PROBLEM TO SOLVE: Transcribe the lines of the records starting with the one that has "# test: for every instance of the horse tail, mark" in it and ending with the last, and transcribe nothing else.

Excerpts from point annotation data:
==*==

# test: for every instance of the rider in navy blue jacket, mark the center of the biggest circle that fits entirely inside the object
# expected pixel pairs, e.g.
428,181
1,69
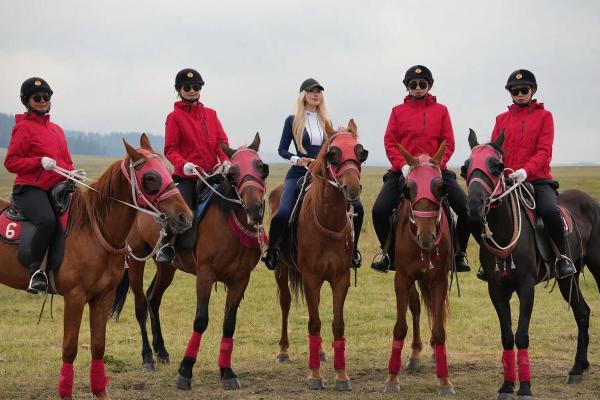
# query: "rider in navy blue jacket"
306,128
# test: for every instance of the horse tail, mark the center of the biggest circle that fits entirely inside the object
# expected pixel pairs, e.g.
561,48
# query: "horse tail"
120,296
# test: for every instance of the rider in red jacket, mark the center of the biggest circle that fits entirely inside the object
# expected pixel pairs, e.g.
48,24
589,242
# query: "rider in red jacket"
420,125
193,137
36,147
528,137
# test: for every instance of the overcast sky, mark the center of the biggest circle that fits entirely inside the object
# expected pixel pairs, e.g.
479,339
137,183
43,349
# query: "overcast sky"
112,64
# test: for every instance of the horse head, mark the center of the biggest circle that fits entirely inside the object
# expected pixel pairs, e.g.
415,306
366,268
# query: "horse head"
247,174
152,186
424,191
482,172
344,156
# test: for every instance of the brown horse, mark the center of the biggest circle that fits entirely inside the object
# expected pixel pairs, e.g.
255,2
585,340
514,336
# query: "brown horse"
424,255
324,248
220,255
95,251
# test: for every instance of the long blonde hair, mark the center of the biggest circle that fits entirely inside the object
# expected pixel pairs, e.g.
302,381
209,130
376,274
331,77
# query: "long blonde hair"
300,118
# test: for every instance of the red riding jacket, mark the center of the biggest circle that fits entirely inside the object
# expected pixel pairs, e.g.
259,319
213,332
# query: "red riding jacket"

==*==

THE RESPONSE:
# test: for every instance of the horse tail, mark the center of the biggest circle that fits entirely inside the object
# expected pixel pairs, e.g.
561,48
# query: "horse tail"
120,296
# test: for every instance of the rider in red jacket, mark the center of the biggest circle that fits entirely inside the object
# expected pixel pairs, e.g.
48,24
589,242
# query: "rider in red jacket"
420,125
193,137
36,147
528,137
# test: for every instance of the overcast sky, mark the center of the biggest circle that fits entirely inside the object
# expected pixel pairs, e.g.
479,339
137,183
43,349
# query: "overcast sky"
112,64
# test: for every instance of the horse head, mark the center of the biggest circle that fits entirely inside the object
# expected pixel pairs, e.g.
415,306
366,268
# query: "horse head"
247,174
152,186
424,191
482,172
344,156
# test: for every instance of the brown horse, mark the center of the biggest circle that fits entirely inside the object
# expected pixel pairs, e.g.
255,2
585,340
514,336
# query: "brown horse"
424,255
324,248
220,255
95,251
# test: for every instance of the long blonde hair, mark the center of the biggest circle that fits entirely inside the object
# expected pixel pairs, e.g.
302,381
209,130
376,274
331,77
# query: "long blonde hair"
300,118
# test: for every instance of the red riding jacket, mark the center of the biggest circle that fits entirely inside the object
# expected pixel pairs, e.g.
259,319
213,332
# query: "red riding jacket"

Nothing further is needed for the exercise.